To further enhance the model’s representation capability, the Transformer architecture incorporates a multi-head attention mechanism. Multi-head attention divides the query, key, and value matrices into h separate groups, computes attention independently within each group, and then concatenates the results. Assuming that the dimensionality of the queries, keys, and values in each head is

d_{k}

, the multi-head attention can be formulated as:

MultiHead (Q, K, V) = Concat ({head}_{1}, {head}_{2}, \dots, {head}_{h}) W^{O}

(2)

where each attention head is calculated as:

{head}_{i} = Attention (Q W_{i}^{Q}, K W_{i}^{K}, V W_{i}^{V})

(3)

This multi-head structure enables the model to jointly attend to information at different positions, which is critical for our global reasoning over DCNN-extracted features.

After DCNN multi-scale feature fusion, the resulting tensor is reshaped into a sequence of frequency-bin embeddings and fed into a Transformer encoder for global spectral modeling.

In our implementation, the fused feature map—arranged as a sequence of frequency-bin embeddings—is first augmented with positional encodings to preserve the ordering of spectral lines. Thereafter, it traverses self-attention and position-wise feed-forward networks, each wrapped by residual connections and layer normalization.
▬▬▬▬▬▬▬▬▬▬
■ WHAT YOU NEED TO DO
Continue the passage on multi-head attention and the Transformer encoder, starting right after its final sentence.
▬▬▬▬▬▬▬▬▬▬
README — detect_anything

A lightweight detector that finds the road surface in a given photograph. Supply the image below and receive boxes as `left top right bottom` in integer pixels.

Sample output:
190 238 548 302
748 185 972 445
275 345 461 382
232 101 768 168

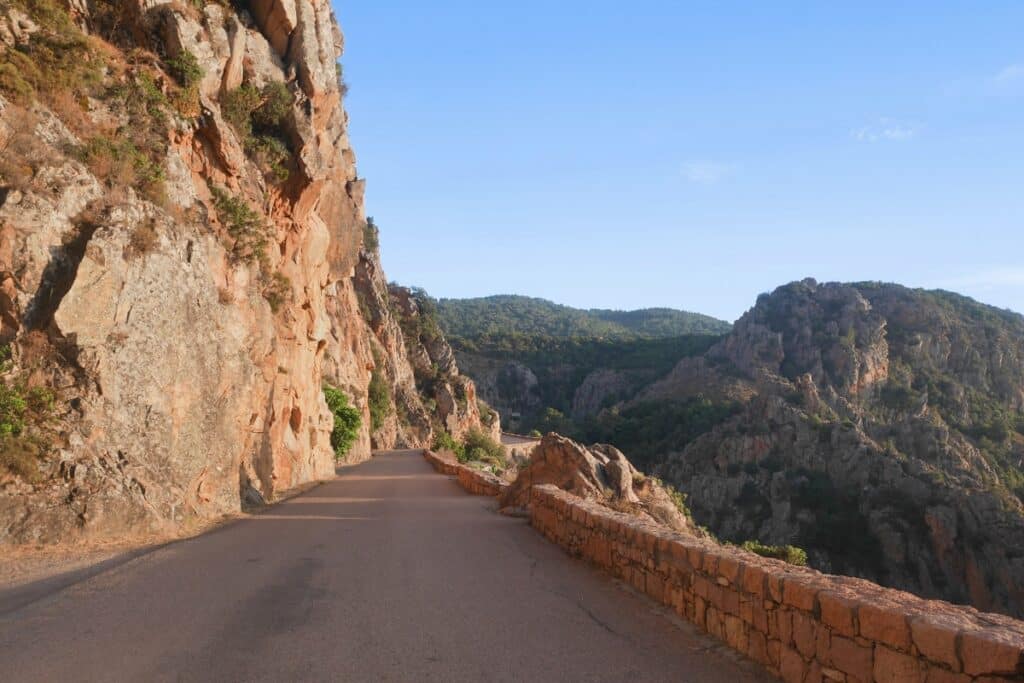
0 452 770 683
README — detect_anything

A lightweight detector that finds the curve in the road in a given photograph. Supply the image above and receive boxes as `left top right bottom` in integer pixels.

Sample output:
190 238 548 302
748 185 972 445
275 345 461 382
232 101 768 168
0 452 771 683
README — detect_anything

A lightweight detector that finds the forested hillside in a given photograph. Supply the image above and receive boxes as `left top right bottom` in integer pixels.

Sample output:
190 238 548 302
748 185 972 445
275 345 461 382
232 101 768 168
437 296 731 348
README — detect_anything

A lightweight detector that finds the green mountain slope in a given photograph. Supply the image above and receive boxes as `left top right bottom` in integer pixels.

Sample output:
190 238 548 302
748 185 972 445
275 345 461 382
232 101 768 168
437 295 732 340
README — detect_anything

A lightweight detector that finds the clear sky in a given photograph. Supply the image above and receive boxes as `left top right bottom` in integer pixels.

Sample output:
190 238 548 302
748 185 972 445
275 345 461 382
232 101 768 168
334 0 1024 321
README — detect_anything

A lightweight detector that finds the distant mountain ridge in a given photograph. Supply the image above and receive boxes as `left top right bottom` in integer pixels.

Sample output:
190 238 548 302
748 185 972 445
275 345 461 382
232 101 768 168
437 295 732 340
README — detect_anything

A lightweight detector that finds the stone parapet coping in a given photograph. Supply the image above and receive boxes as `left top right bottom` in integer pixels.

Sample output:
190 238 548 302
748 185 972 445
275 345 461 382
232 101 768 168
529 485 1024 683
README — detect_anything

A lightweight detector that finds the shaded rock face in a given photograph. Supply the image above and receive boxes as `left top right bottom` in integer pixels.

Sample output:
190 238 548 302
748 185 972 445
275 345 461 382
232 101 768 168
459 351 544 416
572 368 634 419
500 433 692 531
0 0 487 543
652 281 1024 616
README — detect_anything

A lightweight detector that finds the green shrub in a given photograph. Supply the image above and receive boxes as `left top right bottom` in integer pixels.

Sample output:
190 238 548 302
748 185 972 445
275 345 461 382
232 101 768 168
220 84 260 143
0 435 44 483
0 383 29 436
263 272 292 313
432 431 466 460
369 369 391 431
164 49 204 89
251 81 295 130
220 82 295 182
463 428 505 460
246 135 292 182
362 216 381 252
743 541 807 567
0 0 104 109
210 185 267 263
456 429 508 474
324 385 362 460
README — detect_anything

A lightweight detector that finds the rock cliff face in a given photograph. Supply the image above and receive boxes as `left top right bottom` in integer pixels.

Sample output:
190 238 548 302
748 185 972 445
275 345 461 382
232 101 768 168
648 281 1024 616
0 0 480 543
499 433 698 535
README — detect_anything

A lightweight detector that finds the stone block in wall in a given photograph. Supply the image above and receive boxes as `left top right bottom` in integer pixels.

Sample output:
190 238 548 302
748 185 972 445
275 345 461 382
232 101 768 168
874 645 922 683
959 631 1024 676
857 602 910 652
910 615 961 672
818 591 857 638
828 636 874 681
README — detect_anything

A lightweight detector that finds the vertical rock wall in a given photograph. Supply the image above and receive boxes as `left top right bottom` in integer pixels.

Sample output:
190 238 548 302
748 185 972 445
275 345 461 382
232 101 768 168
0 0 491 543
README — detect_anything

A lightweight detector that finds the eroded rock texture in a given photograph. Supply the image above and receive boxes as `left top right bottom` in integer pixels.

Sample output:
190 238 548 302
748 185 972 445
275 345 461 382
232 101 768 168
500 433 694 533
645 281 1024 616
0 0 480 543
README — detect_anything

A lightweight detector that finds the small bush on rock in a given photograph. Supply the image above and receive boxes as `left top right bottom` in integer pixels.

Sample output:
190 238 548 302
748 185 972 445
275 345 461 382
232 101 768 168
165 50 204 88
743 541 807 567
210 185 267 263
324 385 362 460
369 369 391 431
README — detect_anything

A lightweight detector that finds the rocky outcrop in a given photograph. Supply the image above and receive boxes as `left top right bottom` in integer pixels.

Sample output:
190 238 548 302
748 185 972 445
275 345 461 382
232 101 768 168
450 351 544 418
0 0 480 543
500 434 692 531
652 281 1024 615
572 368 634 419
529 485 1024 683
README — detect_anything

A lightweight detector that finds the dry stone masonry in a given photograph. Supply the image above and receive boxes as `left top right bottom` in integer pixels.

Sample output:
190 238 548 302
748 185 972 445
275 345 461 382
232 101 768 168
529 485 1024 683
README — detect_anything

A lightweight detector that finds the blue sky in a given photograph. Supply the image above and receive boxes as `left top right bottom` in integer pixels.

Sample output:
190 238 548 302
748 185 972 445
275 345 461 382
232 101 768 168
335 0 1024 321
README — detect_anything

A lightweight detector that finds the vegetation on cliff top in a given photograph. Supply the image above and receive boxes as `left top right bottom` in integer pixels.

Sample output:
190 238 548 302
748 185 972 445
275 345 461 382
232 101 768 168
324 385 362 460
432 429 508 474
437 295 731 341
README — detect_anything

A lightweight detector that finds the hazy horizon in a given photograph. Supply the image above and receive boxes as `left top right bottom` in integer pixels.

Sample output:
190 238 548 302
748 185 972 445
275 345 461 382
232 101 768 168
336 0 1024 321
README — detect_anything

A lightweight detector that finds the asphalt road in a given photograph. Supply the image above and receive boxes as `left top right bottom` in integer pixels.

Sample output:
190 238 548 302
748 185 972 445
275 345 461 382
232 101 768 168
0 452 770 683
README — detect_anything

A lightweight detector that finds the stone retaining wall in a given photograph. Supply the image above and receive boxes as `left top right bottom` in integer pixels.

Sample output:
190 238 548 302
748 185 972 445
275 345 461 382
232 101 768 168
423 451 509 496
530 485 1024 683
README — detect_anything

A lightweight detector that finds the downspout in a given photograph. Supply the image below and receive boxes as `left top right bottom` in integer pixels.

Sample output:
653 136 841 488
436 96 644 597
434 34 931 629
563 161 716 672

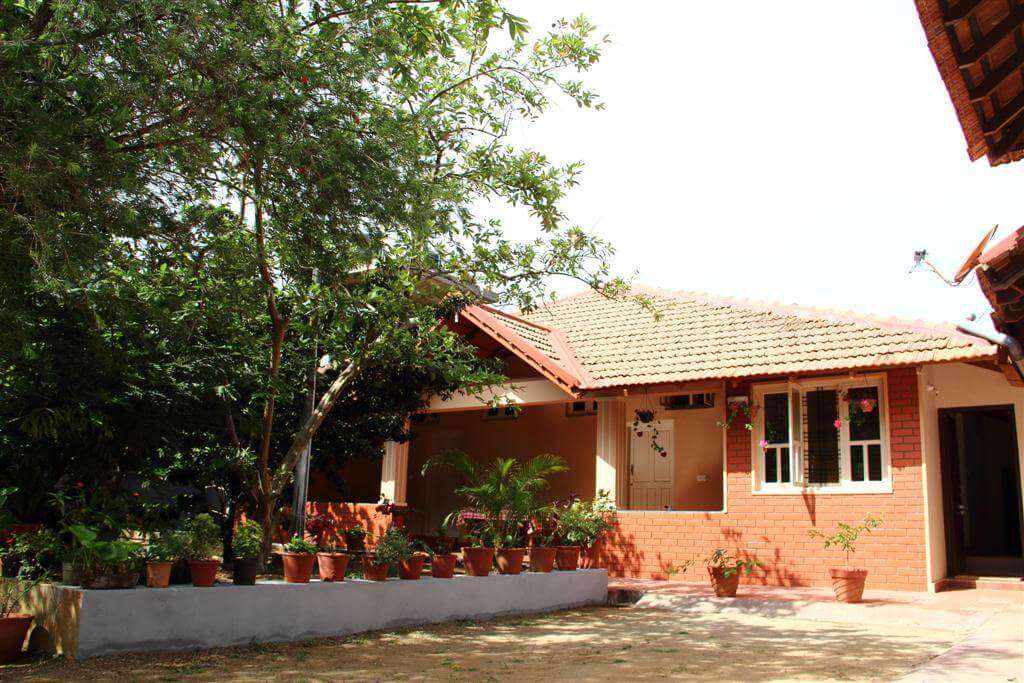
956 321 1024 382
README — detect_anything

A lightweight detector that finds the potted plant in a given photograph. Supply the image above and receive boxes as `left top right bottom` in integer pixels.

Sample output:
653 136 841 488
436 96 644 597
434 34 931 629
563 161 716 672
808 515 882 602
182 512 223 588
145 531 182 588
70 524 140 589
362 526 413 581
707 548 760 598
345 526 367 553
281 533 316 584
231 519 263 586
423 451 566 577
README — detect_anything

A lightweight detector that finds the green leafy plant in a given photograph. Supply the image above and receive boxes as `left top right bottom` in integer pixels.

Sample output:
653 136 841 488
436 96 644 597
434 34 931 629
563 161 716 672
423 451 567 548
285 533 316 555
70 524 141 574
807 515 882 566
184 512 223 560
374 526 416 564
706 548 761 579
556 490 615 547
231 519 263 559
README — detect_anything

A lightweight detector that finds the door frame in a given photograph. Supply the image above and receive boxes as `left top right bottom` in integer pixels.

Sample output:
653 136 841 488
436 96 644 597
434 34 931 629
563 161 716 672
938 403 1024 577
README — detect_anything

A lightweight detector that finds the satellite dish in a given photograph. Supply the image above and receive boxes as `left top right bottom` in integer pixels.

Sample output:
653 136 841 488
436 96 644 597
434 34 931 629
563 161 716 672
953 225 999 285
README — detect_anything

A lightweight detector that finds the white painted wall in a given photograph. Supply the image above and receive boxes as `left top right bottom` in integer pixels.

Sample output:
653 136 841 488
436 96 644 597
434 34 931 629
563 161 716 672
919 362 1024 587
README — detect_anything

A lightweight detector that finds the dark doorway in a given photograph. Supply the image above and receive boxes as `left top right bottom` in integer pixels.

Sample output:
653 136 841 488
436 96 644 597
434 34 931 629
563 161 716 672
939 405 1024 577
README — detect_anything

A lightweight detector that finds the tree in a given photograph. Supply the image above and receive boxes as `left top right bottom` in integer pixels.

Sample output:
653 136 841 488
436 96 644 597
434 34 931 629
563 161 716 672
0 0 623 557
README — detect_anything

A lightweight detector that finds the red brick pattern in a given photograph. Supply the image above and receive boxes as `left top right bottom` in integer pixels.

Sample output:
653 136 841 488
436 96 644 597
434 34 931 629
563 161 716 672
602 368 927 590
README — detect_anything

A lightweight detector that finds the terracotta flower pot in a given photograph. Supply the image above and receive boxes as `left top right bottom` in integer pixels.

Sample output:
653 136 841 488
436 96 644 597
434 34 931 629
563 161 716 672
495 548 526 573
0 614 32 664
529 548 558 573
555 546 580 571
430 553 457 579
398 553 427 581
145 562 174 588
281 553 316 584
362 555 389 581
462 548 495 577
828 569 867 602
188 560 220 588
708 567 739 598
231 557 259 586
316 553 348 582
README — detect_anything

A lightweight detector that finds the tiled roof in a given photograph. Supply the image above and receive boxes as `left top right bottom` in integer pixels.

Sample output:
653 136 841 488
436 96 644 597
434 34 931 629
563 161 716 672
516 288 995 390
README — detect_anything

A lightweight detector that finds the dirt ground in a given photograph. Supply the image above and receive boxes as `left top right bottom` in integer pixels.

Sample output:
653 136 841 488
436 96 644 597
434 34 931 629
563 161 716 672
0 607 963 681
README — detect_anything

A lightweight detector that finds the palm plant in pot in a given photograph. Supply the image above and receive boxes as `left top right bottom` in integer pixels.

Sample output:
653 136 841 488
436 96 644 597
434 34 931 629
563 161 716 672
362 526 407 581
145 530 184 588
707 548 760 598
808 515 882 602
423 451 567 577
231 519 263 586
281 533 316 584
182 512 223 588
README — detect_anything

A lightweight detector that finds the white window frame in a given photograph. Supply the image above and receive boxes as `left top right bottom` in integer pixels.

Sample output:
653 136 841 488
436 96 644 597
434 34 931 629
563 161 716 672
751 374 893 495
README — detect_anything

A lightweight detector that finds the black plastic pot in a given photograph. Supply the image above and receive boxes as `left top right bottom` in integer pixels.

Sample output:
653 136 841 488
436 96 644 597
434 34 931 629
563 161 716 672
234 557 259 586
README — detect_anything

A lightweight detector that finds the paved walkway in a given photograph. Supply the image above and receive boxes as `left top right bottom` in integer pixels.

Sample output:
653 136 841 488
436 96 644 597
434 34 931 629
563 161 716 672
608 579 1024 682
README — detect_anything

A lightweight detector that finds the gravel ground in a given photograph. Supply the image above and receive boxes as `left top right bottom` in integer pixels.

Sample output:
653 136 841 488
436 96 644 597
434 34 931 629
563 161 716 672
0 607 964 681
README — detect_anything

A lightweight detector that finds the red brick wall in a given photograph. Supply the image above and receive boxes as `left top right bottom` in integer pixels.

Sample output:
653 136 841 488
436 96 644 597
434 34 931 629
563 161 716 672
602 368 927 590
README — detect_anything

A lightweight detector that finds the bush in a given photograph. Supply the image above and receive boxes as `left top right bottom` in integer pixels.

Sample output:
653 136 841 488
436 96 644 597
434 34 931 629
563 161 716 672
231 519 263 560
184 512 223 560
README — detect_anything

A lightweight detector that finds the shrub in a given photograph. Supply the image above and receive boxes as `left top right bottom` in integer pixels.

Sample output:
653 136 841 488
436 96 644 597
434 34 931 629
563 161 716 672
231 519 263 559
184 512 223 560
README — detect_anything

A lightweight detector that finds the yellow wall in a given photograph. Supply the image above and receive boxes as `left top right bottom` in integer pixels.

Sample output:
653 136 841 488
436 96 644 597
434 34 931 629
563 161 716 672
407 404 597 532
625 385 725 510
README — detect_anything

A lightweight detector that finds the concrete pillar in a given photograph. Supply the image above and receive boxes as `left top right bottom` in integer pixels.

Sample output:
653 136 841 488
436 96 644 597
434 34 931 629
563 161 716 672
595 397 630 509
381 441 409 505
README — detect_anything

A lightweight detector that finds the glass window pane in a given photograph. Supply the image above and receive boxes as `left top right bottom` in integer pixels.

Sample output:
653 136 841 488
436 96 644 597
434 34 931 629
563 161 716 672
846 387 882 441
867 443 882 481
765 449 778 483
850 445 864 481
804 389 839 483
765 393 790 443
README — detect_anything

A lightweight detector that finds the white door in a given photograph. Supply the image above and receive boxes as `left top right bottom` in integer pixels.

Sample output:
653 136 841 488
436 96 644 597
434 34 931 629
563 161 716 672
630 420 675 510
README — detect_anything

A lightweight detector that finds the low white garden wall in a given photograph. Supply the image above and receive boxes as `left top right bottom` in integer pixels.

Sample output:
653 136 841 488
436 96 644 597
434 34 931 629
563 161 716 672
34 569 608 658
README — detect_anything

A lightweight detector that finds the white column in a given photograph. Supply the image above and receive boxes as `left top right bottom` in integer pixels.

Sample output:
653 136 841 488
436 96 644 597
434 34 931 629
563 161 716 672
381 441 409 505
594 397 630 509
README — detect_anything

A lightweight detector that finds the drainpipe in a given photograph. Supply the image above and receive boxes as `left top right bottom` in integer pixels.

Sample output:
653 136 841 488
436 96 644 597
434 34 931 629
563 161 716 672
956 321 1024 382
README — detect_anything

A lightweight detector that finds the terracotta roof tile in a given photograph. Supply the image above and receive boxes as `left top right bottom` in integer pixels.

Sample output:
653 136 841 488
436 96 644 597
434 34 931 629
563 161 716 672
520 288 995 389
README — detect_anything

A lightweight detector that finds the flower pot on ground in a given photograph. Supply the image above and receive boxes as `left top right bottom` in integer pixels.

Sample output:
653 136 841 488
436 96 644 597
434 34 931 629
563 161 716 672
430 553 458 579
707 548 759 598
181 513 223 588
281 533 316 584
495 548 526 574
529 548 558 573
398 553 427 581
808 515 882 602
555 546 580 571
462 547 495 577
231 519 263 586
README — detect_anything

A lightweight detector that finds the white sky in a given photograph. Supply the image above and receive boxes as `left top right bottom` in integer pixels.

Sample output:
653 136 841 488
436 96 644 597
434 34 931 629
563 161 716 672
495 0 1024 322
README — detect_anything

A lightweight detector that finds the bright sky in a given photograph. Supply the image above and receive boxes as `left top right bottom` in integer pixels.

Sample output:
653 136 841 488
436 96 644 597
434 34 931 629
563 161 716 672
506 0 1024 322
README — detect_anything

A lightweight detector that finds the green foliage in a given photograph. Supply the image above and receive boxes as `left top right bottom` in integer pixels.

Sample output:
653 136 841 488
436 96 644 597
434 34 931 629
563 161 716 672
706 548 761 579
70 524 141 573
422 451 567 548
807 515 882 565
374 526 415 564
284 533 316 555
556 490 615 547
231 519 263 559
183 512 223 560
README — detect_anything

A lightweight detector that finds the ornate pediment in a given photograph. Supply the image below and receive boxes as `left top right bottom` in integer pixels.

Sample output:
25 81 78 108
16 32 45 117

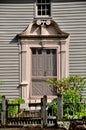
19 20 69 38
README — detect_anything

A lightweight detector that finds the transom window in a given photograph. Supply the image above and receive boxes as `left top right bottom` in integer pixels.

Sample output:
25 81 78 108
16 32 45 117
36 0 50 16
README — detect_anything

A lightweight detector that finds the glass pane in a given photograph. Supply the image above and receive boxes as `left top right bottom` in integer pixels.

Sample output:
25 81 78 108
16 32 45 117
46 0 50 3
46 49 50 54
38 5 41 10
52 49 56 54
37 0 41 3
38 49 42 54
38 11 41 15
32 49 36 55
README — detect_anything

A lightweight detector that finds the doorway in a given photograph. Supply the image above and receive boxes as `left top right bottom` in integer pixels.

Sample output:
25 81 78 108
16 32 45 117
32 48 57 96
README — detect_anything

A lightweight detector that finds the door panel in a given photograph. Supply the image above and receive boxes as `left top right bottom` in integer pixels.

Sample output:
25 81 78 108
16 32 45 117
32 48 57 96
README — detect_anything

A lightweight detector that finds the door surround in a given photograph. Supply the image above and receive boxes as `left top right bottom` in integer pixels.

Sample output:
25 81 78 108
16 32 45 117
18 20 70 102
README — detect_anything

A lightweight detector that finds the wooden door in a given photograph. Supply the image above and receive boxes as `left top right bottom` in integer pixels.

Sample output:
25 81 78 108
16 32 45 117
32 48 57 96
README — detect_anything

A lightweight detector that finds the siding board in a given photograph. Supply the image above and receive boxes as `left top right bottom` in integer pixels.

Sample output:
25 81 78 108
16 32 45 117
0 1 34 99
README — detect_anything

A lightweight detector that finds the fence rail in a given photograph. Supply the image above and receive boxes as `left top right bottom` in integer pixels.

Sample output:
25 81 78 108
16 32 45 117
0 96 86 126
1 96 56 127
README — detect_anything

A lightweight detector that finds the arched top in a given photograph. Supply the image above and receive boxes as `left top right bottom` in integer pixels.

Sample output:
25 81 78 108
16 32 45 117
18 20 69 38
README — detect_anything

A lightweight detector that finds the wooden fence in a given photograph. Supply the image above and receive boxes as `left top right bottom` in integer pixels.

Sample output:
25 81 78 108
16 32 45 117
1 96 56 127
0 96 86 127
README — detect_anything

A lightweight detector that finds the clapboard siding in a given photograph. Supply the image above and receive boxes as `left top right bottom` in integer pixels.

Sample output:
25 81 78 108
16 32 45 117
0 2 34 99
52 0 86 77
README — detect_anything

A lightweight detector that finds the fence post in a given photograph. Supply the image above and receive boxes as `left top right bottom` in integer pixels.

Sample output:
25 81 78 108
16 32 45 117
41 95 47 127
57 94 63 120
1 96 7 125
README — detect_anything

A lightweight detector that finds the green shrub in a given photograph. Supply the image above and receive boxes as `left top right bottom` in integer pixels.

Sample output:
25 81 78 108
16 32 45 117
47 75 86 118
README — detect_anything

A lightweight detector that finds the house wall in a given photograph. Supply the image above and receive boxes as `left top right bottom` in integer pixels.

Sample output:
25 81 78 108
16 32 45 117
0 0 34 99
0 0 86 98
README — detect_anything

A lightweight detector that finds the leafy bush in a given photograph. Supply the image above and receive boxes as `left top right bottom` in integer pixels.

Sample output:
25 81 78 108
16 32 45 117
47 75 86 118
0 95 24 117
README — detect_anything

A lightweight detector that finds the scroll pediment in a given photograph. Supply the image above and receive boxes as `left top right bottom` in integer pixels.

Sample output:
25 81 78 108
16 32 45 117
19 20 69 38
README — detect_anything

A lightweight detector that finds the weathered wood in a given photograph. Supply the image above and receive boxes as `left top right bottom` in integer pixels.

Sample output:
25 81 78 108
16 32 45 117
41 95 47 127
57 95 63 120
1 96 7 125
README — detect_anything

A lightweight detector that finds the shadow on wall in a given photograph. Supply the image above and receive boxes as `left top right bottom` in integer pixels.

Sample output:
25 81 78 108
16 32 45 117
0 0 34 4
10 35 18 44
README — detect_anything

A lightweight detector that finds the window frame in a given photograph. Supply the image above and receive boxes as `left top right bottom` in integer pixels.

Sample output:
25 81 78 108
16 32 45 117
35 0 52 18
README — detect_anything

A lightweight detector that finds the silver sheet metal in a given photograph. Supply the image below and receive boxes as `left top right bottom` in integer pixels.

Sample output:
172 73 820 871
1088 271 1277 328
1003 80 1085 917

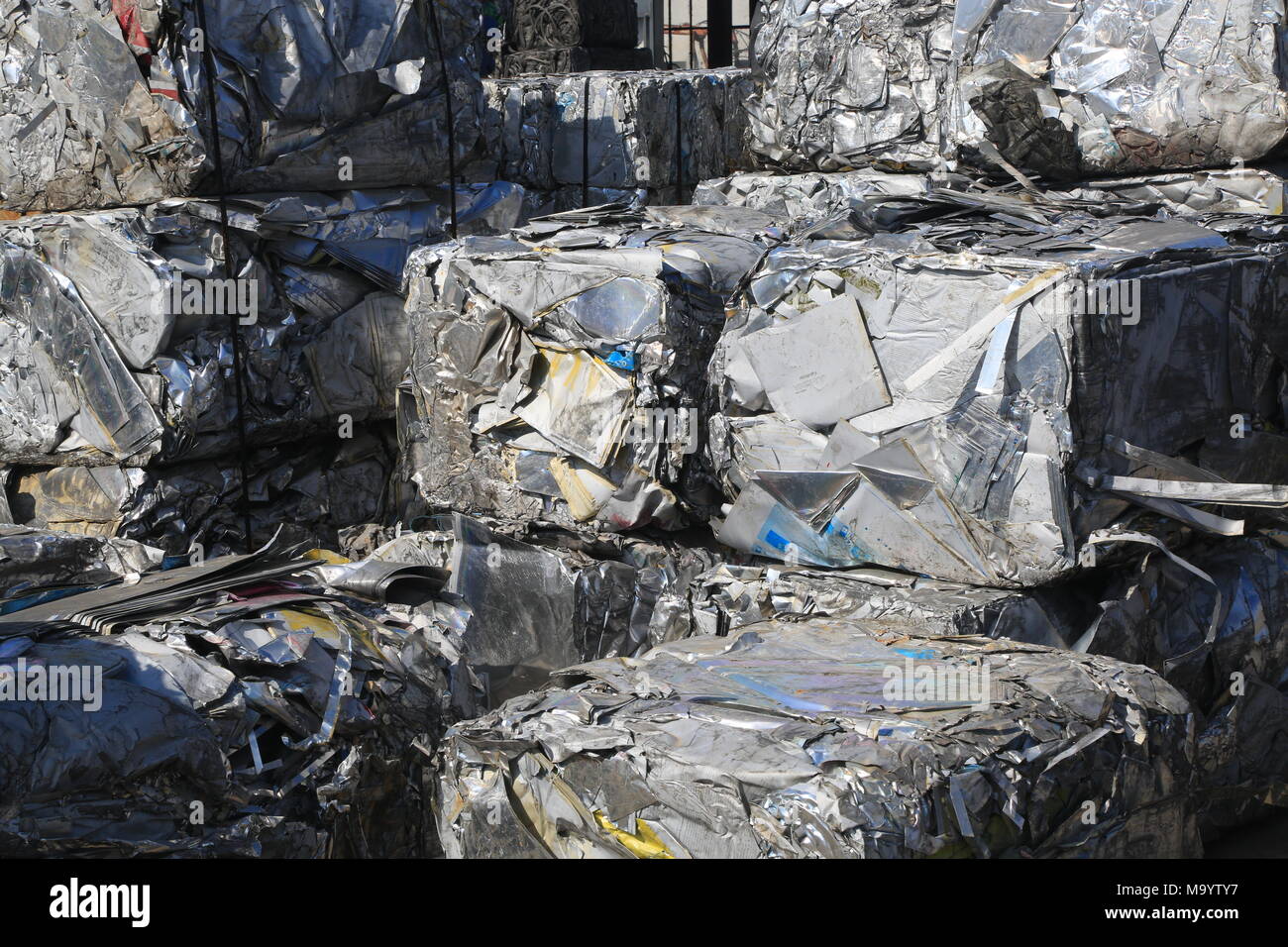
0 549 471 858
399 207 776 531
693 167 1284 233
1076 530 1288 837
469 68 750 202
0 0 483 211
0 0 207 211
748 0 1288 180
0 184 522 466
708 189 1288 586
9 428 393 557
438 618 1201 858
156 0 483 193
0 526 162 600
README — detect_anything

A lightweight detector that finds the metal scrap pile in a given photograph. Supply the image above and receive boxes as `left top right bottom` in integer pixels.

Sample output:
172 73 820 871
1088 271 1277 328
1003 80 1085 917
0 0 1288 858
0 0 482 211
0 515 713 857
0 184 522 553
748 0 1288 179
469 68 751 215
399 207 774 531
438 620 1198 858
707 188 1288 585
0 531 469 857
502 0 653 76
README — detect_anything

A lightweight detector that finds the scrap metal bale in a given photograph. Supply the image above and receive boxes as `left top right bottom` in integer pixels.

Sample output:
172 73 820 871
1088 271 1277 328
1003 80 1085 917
▬▬▬▬▬▬▬▬▬▬
■ RESPONSE
By attending over all frequency positions, the Transformer is able to capture long-range correlations and contextual cues that extend well beyond the local receptive fields of the convolutional kernels. This global attention mechanism enables the network to highlight informative spectral peaks, suppress noise artifacts, and resolve closely spaced returns that would otherwise be indistinguishable. The enriched, context-aware representation produced by the Transformer is then collapsed via flattening and fed into the final fully connected layers for distance regression. In this way, the integration of the Transformer module empowers the DT model with both local feature sensitivity and global spectral reasoning, resulting in significant gains in robustness and accuracy for FMCW LiDAR ranging under real-world noise and interference conditions.

After passing through the Transformer encoder layers, the output feature sequence is first flattened into a one-dimensional vector to facilitate subsequent regression computation. This flattened representation is then processed by two fully connected layers. The first layer performs dimensionality reduction, and the second produces the final distance estimation.

3. Method Implementation

3.1. Dataset Construction

The raw data used in this study are collected from the FMCW laser ranging system as shown in Figure 2. In this system, a frequency-modulated continuous wave signal is transmitted, and the echo signal reflected from the target is received and mixed with the local oscillator signal to generate a beat-frequency signal, from which distance information can be extracted.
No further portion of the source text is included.